▶ [WRITTEN TASK] Set down each record exactly as written.

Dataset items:
□ □ □ □ □ □ □
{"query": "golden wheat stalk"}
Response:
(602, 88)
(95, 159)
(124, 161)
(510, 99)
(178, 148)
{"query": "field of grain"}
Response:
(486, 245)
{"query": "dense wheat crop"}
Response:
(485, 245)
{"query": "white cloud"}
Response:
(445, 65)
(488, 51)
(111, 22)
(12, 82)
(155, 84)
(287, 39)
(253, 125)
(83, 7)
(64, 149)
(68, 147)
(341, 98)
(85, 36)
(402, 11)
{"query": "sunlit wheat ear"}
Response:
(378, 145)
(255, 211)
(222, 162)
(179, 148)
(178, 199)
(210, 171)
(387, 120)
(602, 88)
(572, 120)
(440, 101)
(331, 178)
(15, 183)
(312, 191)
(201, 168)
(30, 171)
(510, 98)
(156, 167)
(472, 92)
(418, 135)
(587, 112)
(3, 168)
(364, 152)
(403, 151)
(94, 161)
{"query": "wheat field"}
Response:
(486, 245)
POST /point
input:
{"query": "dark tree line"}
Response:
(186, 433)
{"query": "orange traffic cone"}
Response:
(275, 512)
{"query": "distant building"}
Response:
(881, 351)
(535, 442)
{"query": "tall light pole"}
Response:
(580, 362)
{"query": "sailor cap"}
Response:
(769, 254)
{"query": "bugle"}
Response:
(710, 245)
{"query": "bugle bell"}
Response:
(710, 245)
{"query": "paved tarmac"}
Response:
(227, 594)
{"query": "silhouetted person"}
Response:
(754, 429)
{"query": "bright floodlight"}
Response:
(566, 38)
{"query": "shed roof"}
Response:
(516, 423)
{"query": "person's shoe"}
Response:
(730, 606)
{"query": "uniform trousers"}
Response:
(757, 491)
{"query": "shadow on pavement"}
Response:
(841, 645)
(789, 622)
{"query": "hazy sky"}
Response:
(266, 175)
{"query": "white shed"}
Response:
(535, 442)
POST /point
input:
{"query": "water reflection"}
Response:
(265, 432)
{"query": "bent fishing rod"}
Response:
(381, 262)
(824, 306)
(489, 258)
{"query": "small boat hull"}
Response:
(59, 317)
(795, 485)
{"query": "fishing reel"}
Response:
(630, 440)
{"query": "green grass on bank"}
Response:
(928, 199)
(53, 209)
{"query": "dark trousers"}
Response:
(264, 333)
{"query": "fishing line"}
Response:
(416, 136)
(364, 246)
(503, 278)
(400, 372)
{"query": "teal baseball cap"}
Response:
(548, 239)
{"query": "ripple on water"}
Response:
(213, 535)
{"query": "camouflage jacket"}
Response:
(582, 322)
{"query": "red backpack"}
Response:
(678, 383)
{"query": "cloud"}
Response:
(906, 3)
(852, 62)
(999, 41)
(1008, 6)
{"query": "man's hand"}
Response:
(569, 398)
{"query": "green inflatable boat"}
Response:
□ □ □ □ □ □ □
▶ [THE REPLY]
{"query": "golden wheat stalk"}
Response:
(602, 88)
(95, 159)
(124, 161)
(510, 99)
(178, 148)
{"query": "field of grain"}
Response:
(486, 245)
{"query": "dense wheat crop"}
Response:
(485, 245)
{"query": "white cloud"}
Response:
(445, 65)
(488, 51)
(111, 22)
(12, 82)
(155, 84)
(287, 39)
(253, 125)
(83, 7)
(64, 149)
(68, 147)
(341, 98)
(85, 36)
(402, 11)
{"query": "sunlit wheat ear"}
Response:
(378, 145)
(255, 211)
(222, 162)
(179, 148)
(178, 199)
(210, 171)
(387, 120)
(602, 88)
(572, 120)
(440, 101)
(331, 178)
(15, 183)
(312, 191)
(201, 168)
(30, 171)
(510, 98)
(156, 167)
(472, 92)
(418, 135)
(587, 112)
(3, 168)
(364, 152)
(403, 151)
(94, 161)
{"query": "wheat field"}
Response:
(486, 245)
POST /point
input:
{"query": "dark tree line"}
Response:
(186, 433)
{"query": "orange traffic cone"}
Response:
(275, 512)
{"query": "distant building"}
Response:
(881, 351)
(535, 442)
{"query": "tall light pole"}
Response:
(580, 362)
{"query": "sailor cap"}
Response:
(769, 254)
{"query": "bugle"}
Response:
(710, 245)
{"query": "bugle bell"}
Response:
(710, 245)
{"query": "paved tarmac"}
Response:
(227, 594)
{"query": "silhouetted person"}
Response:
(754, 429)
{"query": "bright floodlight"}
Response:
(566, 38)
{"query": "shed roof"}
Response:
(516, 423)
{"query": "person's shoe"}
Response:
(730, 606)
{"query": "uniform trousers"}
Response:
(757, 491)
{"query": "shadow on pavement"}
Response:
(841, 645)
(789, 622)
{"query": "hazy sky"}
Response:
(266, 175)
{"query": "white shed"}
Response:
(535, 442)
POST /point
input:
{"query": "water reflection"}
Response:
(265, 432)
{"query": "bent fishing rod"}
Response:
(381, 262)
(824, 306)
(489, 258)
{"query": "small boat hull"}
Response:
(59, 317)
(795, 485)
{"query": "fishing reel"}
Response:
(630, 440)
{"query": "green grass on bank"}
Response:
(928, 199)
(53, 209)
{"query": "dark trousers"}
Response:
(264, 333)
{"query": "fishing line"}
Response:
(416, 136)
(364, 246)
(503, 278)
(400, 372)
{"query": "teal baseball cap"}
Response:
(548, 239)
{"query": "ripple on water"}
Response:
(213, 535)
{"query": "camouflage jacket"}
Response:
(582, 322)
{"query": "red backpack"}
Response:
(678, 383)
{"query": "cloud"}
Response:
(906, 3)
(852, 62)
(999, 41)
(1008, 6)
{"query": "man's hand"}
Response:
(569, 398)
{"query": "green inflatable boat"}
Response:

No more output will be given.